__Short exercise__
Omit every picture while repeating the entries exactly.

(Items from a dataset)
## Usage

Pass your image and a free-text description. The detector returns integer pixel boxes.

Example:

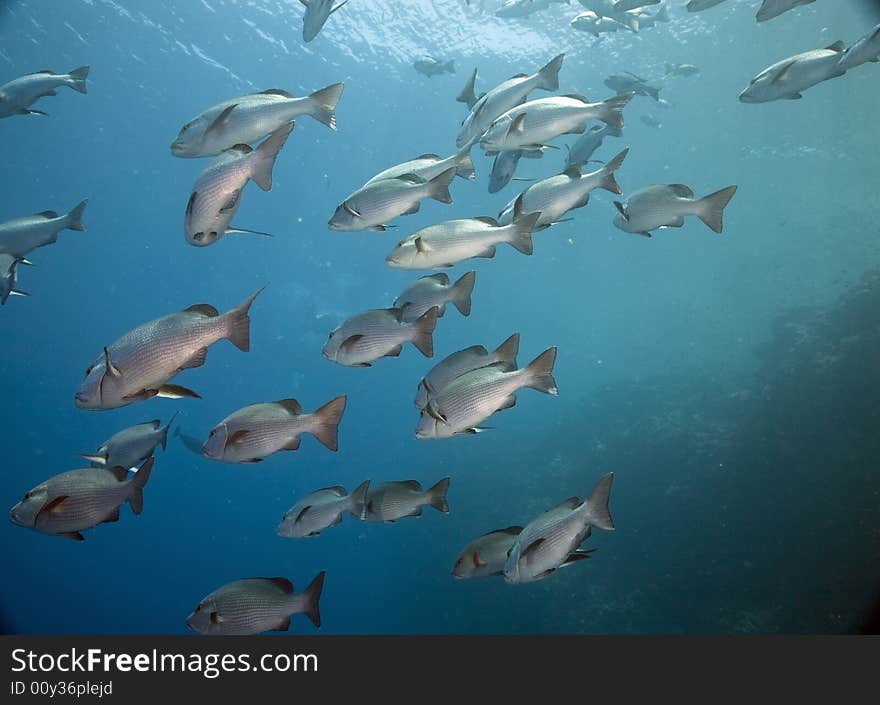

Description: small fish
[416,348,558,440]
[82,413,177,469]
[275,480,370,539]
[171,83,345,159]
[504,473,614,584]
[394,272,477,323]
[183,122,293,247]
[739,42,846,103]
[614,184,736,237]
[385,199,541,269]
[0,66,89,118]
[299,0,348,42]
[186,570,324,636]
[356,477,449,524]
[327,167,458,232]
[480,93,634,155]
[321,306,439,367]
[202,397,345,463]
[74,289,262,410]
[414,333,519,411]
[9,458,153,541]
[0,199,89,258]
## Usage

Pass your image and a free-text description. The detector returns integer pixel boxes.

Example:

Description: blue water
[0,0,880,634]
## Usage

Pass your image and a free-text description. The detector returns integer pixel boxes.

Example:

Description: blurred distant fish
[321,307,438,367]
[186,570,324,635]
[171,83,344,158]
[0,199,89,259]
[357,477,449,523]
[183,122,293,247]
[299,0,348,42]
[614,184,736,237]
[394,272,477,322]
[0,66,89,118]
[275,480,370,539]
[9,458,153,541]
[202,397,345,463]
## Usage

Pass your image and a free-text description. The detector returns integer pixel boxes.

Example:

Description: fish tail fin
[309,83,345,130]
[251,121,293,191]
[225,287,265,352]
[412,306,440,357]
[312,396,346,451]
[523,348,559,396]
[537,54,565,91]
[696,186,736,233]
[584,472,614,531]
[452,272,477,316]
[67,66,89,93]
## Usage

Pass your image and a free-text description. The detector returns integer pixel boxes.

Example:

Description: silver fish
[186,570,324,636]
[414,333,519,410]
[394,272,477,322]
[0,199,89,258]
[416,348,558,440]
[357,477,449,524]
[327,167,458,232]
[275,480,370,539]
[9,458,153,541]
[202,397,345,463]
[171,83,344,158]
[183,122,293,247]
[504,473,614,583]
[321,306,439,367]
[0,66,89,118]
[614,184,736,237]
[75,289,262,409]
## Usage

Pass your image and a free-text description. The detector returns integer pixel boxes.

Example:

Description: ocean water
[0,0,880,634]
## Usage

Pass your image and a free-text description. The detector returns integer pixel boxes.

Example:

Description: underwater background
[0,0,880,634]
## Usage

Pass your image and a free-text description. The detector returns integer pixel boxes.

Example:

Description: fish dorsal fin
[184,304,220,318]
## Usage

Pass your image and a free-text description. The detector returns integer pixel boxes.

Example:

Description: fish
[202,396,346,463]
[0,198,89,259]
[299,0,348,42]
[327,167,458,232]
[186,570,325,636]
[0,66,89,118]
[614,184,736,237]
[74,289,262,410]
[394,272,477,323]
[9,457,153,541]
[480,93,634,155]
[81,413,177,469]
[755,0,816,22]
[275,480,370,539]
[171,83,345,159]
[321,306,439,367]
[455,54,565,148]
[183,122,293,247]
[413,333,519,411]
[739,41,846,103]
[385,199,541,269]
[356,477,449,524]
[504,473,614,584]
[416,348,559,440]
[498,148,629,231]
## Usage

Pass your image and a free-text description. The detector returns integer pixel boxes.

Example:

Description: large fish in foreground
[183,122,293,247]
[186,570,324,636]
[74,289,262,409]
[171,83,344,158]
[0,66,89,118]
[202,397,345,463]
[504,473,614,583]
[9,458,153,541]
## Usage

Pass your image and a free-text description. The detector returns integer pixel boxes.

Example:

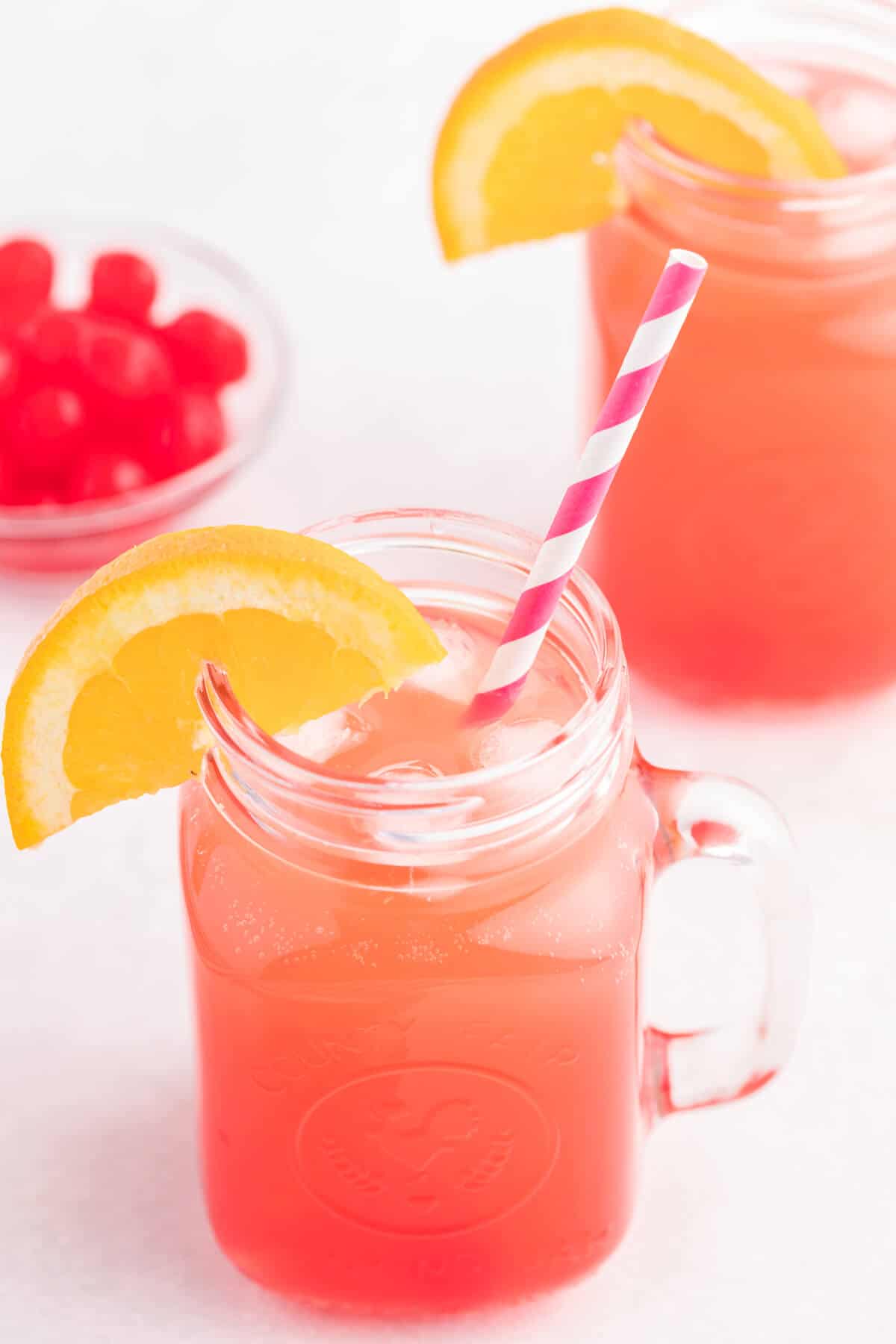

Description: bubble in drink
[815,84,896,171]
[282,709,371,765]
[473,719,563,769]
[408,620,486,703]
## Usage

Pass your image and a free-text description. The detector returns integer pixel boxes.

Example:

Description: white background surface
[0,0,896,1344]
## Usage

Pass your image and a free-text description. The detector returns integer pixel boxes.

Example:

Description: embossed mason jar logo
[296,1065,556,1235]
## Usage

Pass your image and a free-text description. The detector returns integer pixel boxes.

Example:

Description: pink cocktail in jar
[585,3,896,700]
[181,514,802,1313]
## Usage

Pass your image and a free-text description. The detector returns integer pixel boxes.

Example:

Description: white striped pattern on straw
[467,247,706,723]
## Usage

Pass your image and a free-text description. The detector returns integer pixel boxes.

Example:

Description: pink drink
[583,0,896,703]
[184,612,656,1309]
[181,514,811,1313]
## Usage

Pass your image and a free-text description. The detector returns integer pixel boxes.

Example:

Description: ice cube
[408,620,488,703]
[473,719,563,769]
[281,709,371,765]
[815,89,896,168]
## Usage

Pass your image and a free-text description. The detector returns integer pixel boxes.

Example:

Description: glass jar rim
[631,0,896,215]
[197,509,629,823]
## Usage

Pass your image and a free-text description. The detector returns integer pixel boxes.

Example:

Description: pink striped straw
[467,247,706,723]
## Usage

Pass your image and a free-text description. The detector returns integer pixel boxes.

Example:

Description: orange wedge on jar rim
[432,10,845,259]
[3,527,445,848]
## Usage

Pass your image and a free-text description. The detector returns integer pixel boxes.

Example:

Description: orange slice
[432,10,845,259]
[3,527,444,848]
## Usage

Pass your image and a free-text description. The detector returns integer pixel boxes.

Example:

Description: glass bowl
[0,217,289,571]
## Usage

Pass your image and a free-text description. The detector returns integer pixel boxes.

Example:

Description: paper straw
[467,247,706,723]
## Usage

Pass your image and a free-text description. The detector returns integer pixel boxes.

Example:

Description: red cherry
[23,308,90,373]
[15,482,62,504]
[156,390,227,476]
[0,453,19,504]
[90,252,157,321]
[164,308,249,388]
[0,341,20,405]
[84,319,173,410]
[66,450,149,504]
[13,387,84,480]
[0,238,52,326]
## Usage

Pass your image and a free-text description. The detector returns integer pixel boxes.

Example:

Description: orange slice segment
[3,527,444,848]
[432,10,845,259]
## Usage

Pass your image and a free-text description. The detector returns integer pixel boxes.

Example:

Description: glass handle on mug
[638,759,812,1116]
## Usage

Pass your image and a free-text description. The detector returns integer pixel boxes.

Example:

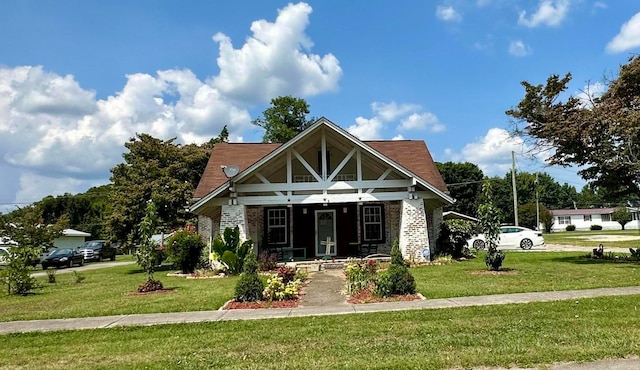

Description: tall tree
[506,56,640,198]
[253,96,314,143]
[436,162,484,217]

__Correct response__
## Usage

Pass your image and a free-text description. The detector returns integer pixel boxes.

Example:


Description: small fish
[416,348,558,440]
[82,413,177,469]
[275,480,370,539]
[171,83,345,159]
[504,473,614,584]
[394,272,477,323]
[183,122,293,247]
[739,42,846,103]
[614,184,736,237]
[385,199,541,269]
[0,66,89,118]
[299,0,348,42]
[186,570,324,636]
[356,477,449,524]
[327,167,458,232]
[480,93,634,155]
[321,306,439,367]
[202,397,345,463]
[74,289,262,410]
[414,333,519,411]
[9,458,153,541]
[0,199,89,258]
## Usage

Pass your image and a free-text description. The detector returns integer pixel boxes.

Example:

Description: blue water
[0,0,880,634]
## Usage

Pass your image and a free-text description. The detector returns integer pixel boxes.

Example:

Description: blurred distant fish
[321,307,438,367]
[186,570,324,635]
[171,83,344,158]
[0,199,89,259]
[357,477,449,523]
[183,122,293,247]
[299,0,348,42]
[614,184,736,237]
[394,272,477,322]
[0,66,89,118]
[275,480,370,539]
[9,458,153,541]
[202,397,345,463]
## Usage

Pass your image and a free-text description. The detector returns integer pixel boxes.

Example:

Description: fish tail fin
[309,83,345,130]
[251,121,293,191]
[225,287,265,352]
[412,306,440,357]
[312,396,346,451]
[523,348,559,396]
[537,54,565,91]
[696,186,736,233]
[584,472,614,531]
[452,272,477,316]
[67,66,89,93]
## Usage

Pass your image and a free-text description. The detector returns integer pixel boxes.

Example:

Description: silver fish
[186,570,324,636]
[414,333,519,410]
[394,272,477,322]
[0,199,89,258]
[416,348,558,440]
[357,477,449,524]
[327,167,458,232]
[275,480,370,539]
[9,458,153,541]
[202,397,345,463]
[171,83,344,158]
[183,122,293,247]
[504,473,614,583]
[321,306,439,367]
[0,66,89,118]
[614,184,736,237]
[75,289,262,409]
## Usage

Pass your image and a free-text description. The detector returns integer pixel boxes.

Example:

Description: ocean water
[0,0,880,634]
## Usage

Pass your image and a free-text description. The detector returns integer pixel boxes.

Example:

Description: underwater background
[0,0,880,634]
## Usage

Pass your image and a free-text description. The detector returns integer pixel boxes.

Example:

Description: fish dorsal fin
[184,304,220,318]
## Usage

Pass your image and a free-text description. The detector returns integer pixel boxes.

Example:

Description: fish
[202,396,346,463]
[0,198,89,259]
[299,0,348,42]
[327,167,458,232]
[186,570,325,636]
[0,66,89,118]
[614,184,736,237]
[74,289,262,410]
[394,272,477,323]
[9,457,153,541]
[480,93,634,155]
[81,413,177,469]
[755,0,816,22]
[275,480,370,539]
[171,83,345,159]
[321,306,439,367]
[455,54,565,148]
[183,122,293,247]
[413,333,519,411]
[739,41,846,103]
[385,199,541,269]
[356,477,449,524]
[504,473,614,584]
[416,348,559,440]
[498,148,629,231]
## Usage

Pass your image and a free-text description. The detector returns integer pixel boxes.

Example:

Description: large fish in foreground
[183,122,293,247]
[186,570,324,636]
[74,289,262,409]
[171,83,344,158]
[0,66,89,118]
[202,397,345,463]
[504,473,614,583]
[9,458,153,541]
## Usage

Pass your image and a free-text description. The detector returns integer pixel boxes.

Example:


Description: bubble in drink
[815,84,896,171]
[282,709,371,765]
[473,719,563,769]
[408,620,486,703]
## Usage

Pass your image and a free-text description. The detector returns integer pixel boxes.

Example:

Description: white background surface
[0,0,896,1344]
## Usage

Pass your image and a free-text description. The detector returns integer pixel boxes.

Example:

Description: embossed mason jar logo
[296,1065,556,1235]
## Usage

Pass your image and a free-text description. The detector returns integer pixel boxes.

Example:

Description: pink cocktail in jar
[585,3,896,700]
[181,514,802,1313]
## Usage

Pass your image and a free-text description. The detector returns integer pixel boxes.

Example:

Description: white striped pattern on straw
[467,247,706,723]
## Usage

Pass your image and a free-text description. The detector returns integer pixel boxes.

Example:

Description: pink drink
[583,0,896,703]
[184,612,656,1309]
[181,514,811,1313]
## Usage

Pass your image and a free-text description. The detector returns integer pixel boxes.

Example:

Description: ice cube
[408,620,488,703]
[473,719,563,769]
[281,709,371,765]
[815,89,896,168]
## Usage

Pass your image and a free-text description. The detector returns integer pixel boxes.

Example:

Description: glass jar rim
[631,0,896,215]
[197,509,629,823]
## Usage

Pass your image and a free-text description. The detector returns integer pixel boxes.

Example:

Description: pink striped straw
[467,247,706,723]
## Usage

Pass your image and a free-text description. The detector returns integer pixel boxes.

Example:

Description: orange wedge on jar rim
[432,10,845,259]
[3,527,445,848]
## Usage

Pass your image and a free-text description. The detector returns integer pixel boxes.

Example:

Description: orange slice
[432,10,845,259]
[3,527,444,848]
## Usage

Pass your image and a free-text description. The detector returns integer pixel boxes.

Example:

Description: glass bowl
[0,217,289,571]
## Usage

Pass your image and a free-text description. The detector returns integer pixel boxes.

Example:

Description: paper straw
[467,247,706,723]
## Usage

Pass your image and a free-text description. The detector returns integer pixel boxes.

Example:

Description: red cherry
[23,308,90,373]
[15,482,62,504]
[156,390,227,476]
[0,453,19,504]
[90,252,157,321]
[164,308,249,388]
[0,341,20,405]
[84,319,173,410]
[66,450,149,504]
[13,387,84,480]
[0,238,52,326]
## Usage

Pass your image and a free-text description. The detector returns integer pixel boxes.

Example:

Description: orange slice segment
[3,527,444,848]
[432,10,845,259]
## Usage

Pass your image and a free-text description. The detector returns integer pixel boxes.

Example:

Description: glass handle on mug
[638,759,812,1116]
## Usage

Pass your image and a free-text description. The detector returns integer pixel boxes.

Example:


Description: tall tree
[506,56,640,198]
[253,96,314,143]
[436,162,484,217]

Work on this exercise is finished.